> _Records for processing_
— Begin —

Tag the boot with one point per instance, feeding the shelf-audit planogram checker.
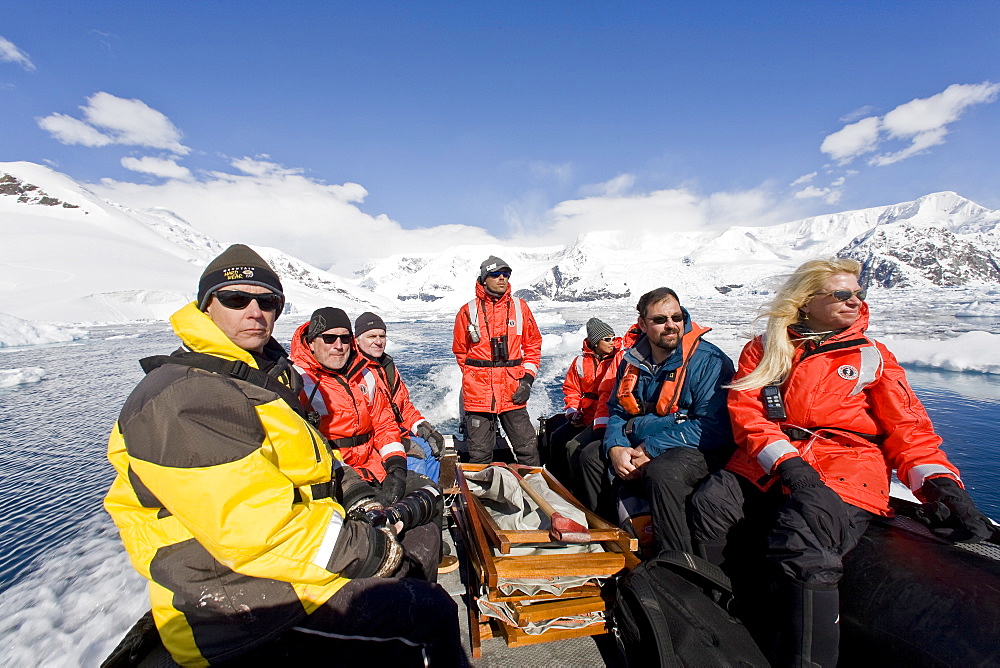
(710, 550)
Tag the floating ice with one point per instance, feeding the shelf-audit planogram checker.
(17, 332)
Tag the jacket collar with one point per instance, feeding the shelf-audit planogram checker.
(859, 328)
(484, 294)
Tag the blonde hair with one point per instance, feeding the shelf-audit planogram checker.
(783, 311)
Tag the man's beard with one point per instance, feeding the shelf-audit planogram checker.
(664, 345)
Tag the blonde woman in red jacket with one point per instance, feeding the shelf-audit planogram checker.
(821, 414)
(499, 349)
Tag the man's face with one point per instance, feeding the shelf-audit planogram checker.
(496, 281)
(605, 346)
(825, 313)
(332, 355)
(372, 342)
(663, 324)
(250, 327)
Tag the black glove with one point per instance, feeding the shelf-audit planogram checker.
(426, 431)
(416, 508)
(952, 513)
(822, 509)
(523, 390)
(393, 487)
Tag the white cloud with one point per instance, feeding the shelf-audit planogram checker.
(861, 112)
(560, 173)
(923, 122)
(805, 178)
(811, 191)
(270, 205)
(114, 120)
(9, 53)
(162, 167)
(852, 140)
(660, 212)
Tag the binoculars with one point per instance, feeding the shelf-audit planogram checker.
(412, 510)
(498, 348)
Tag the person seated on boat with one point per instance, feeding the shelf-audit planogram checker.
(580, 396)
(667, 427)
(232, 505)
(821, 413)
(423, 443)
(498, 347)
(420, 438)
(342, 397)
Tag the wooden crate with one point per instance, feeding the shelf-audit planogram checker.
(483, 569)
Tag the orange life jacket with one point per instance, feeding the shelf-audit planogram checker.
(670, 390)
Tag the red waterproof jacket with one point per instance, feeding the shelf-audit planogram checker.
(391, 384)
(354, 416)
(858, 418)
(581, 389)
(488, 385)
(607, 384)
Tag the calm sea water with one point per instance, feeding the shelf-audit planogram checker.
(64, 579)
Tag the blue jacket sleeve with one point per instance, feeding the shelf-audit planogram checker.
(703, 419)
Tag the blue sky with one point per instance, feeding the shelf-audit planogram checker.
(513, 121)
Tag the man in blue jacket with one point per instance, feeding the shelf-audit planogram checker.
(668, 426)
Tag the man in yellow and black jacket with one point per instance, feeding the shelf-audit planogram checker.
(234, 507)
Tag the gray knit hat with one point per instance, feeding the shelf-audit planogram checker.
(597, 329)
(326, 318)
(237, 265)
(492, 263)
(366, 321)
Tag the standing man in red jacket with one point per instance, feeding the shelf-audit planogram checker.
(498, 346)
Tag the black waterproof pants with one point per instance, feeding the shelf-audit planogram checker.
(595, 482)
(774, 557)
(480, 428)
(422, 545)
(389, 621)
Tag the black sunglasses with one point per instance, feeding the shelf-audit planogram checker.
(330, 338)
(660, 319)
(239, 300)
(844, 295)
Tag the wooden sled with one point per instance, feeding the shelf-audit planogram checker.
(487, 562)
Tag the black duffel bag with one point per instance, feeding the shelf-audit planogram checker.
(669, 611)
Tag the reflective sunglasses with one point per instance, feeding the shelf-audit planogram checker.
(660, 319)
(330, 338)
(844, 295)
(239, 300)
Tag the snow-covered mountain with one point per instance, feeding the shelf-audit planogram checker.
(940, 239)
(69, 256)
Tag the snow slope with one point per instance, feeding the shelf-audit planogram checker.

— End —

> _Stated problem_
Rescale the point coordinates in the records above, starting with the line that contains "Tag the reflective" and going on through the last line of the records, by multiplying each coordinate by 2.3 and rounding to the nearest whole number, halves up. Give back every line in that span, requests included, and nothing else.

> _Worked solution_
Tag the reflective sunglasses with one point per instance, feeding the shelf-audit planogram checker.
(1518, 734)
(759, 777)
(1941, 679)
(550, 690)
Tag the snow-covered mountain with one point per instance, feeding the shelf-audit planogram checker.
(2162, 550)
(159, 589)
Tag the snow slope with one point per instance, feeding the shelf-audit planogram checker.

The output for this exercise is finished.